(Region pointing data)

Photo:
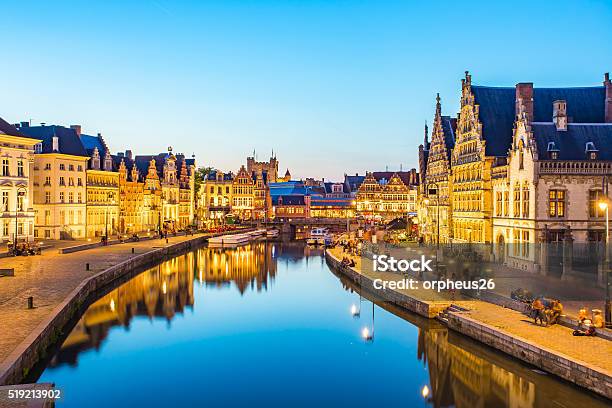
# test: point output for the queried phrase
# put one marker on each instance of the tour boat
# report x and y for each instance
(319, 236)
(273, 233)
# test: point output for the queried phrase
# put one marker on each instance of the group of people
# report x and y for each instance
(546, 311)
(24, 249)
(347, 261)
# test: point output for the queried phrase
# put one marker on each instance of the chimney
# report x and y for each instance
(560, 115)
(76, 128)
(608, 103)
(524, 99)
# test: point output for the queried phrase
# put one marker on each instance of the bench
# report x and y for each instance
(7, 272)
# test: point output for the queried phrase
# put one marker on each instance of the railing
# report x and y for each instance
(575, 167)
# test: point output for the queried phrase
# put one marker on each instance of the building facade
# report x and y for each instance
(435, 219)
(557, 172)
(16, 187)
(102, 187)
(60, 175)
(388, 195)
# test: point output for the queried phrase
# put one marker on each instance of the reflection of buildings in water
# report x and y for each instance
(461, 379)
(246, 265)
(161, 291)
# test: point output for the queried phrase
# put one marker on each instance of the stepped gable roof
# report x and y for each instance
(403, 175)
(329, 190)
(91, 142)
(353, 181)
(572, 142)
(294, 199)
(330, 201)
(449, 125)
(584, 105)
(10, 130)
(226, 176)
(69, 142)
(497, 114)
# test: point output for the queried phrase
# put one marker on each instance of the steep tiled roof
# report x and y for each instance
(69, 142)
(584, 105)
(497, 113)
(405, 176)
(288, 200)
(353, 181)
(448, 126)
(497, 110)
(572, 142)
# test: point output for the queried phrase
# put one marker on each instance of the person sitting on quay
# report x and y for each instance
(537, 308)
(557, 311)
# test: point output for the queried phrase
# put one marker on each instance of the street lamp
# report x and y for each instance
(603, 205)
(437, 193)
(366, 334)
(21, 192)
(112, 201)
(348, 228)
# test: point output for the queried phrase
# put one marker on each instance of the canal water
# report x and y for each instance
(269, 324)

--

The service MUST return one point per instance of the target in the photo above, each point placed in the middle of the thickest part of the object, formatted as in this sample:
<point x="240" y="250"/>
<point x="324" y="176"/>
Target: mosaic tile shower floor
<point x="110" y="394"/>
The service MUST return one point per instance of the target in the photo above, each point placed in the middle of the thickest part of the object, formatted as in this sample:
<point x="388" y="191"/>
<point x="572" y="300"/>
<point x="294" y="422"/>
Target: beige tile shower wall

- **Problem requirements**: The number of lines in the data that hold "marker" must be the entire answer.

- **Output for this task**: 12